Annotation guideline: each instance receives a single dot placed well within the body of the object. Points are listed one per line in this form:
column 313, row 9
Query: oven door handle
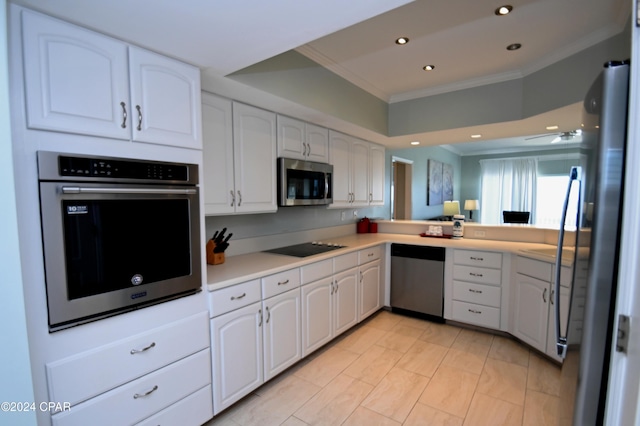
column 89, row 190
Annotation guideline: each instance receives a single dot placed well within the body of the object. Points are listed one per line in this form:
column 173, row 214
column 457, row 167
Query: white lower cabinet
◇ ◇ ◇ ◇
Return the items above line for line without any change, and leave the pictures out of your answer.

Annotation guideline: each instance receives a single dot placed well within the body of the object. Points are listed one per line in this form:
column 313, row 9
Query: oven door handle
column 89, row 190
Annotation guideline: each instance receives a single dot placed well within the body of the object. Points are listed one per line in this form:
column 173, row 214
column 457, row 167
Query: white lower cabinet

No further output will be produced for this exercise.